**Written task**
Return the lines of the material below without any change, starting with the line containing "Annotate the red" and going on through the end of the material.

Point placement records
----

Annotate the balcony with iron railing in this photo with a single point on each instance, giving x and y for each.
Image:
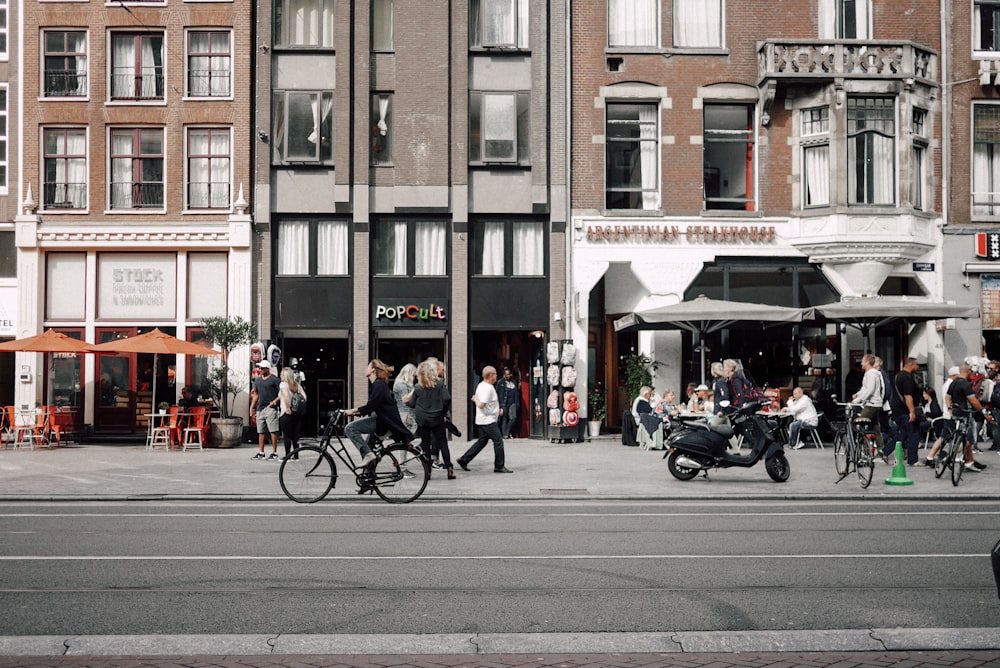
(132, 196)
(818, 61)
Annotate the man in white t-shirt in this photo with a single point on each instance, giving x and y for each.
(487, 413)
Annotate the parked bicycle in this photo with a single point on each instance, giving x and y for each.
(399, 473)
(854, 445)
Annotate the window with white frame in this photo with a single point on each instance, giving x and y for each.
(986, 25)
(986, 160)
(871, 151)
(698, 24)
(815, 134)
(3, 138)
(918, 189)
(729, 156)
(508, 248)
(498, 127)
(303, 24)
(302, 127)
(383, 15)
(65, 165)
(209, 63)
(410, 248)
(381, 129)
(633, 23)
(845, 19)
(65, 61)
(632, 156)
(313, 248)
(498, 24)
(209, 160)
(137, 66)
(136, 168)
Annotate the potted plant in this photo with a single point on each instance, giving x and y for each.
(227, 333)
(598, 409)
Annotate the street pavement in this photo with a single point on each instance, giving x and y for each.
(598, 468)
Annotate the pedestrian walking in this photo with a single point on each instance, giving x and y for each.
(487, 412)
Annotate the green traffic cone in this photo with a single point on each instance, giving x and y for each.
(899, 470)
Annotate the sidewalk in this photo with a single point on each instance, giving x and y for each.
(596, 469)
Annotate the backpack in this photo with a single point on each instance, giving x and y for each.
(297, 403)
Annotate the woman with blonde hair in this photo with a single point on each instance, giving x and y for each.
(288, 422)
(431, 403)
(379, 415)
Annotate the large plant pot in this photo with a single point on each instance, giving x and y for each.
(227, 432)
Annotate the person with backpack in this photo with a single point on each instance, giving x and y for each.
(292, 406)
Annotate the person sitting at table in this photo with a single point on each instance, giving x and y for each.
(804, 417)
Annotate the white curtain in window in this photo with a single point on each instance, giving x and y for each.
(293, 248)
(492, 249)
(698, 23)
(648, 155)
(331, 248)
(633, 22)
(817, 177)
(985, 178)
(121, 170)
(429, 249)
(529, 249)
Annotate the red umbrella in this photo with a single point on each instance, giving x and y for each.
(155, 342)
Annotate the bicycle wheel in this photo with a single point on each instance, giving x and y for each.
(841, 454)
(401, 474)
(864, 458)
(308, 475)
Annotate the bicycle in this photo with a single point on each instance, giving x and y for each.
(854, 445)
(399, 473)
(952, 453)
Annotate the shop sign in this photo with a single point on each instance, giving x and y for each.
(411, 312)
(988, 245)
(136, 286)
(732, 234)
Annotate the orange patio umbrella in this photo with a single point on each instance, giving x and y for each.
(155, 342)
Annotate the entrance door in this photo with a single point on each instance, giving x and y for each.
(114, 407)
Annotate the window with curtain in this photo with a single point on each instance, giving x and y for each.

----

**Response below**
Annotate the red umbrella in this photo with a single point on each instance, giving x and y for each.
(155, 342)
Annotate the bicycle wheel in this photo with a single point on each instance, giving x and y for each.
(841, 454)
(401, 474)
(864, 458)
(308, 475)
Annotate the bicycle in this photo with a single point on each instance, giving x and y for each.
(854, 445)
(399, 473)
(952, 453)
Annotate the shop sign in this photo with a single point on each instance, giving x and y for each.
(411, 312)
(988, 245)
(136, 286)
(732, 234)
Annotate the orange patio umbrella in this photo with a single point on each instance, giving x and y for each.
(155, 342)
Annotate the entrance door in this photo with a single point on each instance, giving x and y for each.
(114, 407)
Annotate the window with curtain in this photo with a single point on each instance, giving x and y for each.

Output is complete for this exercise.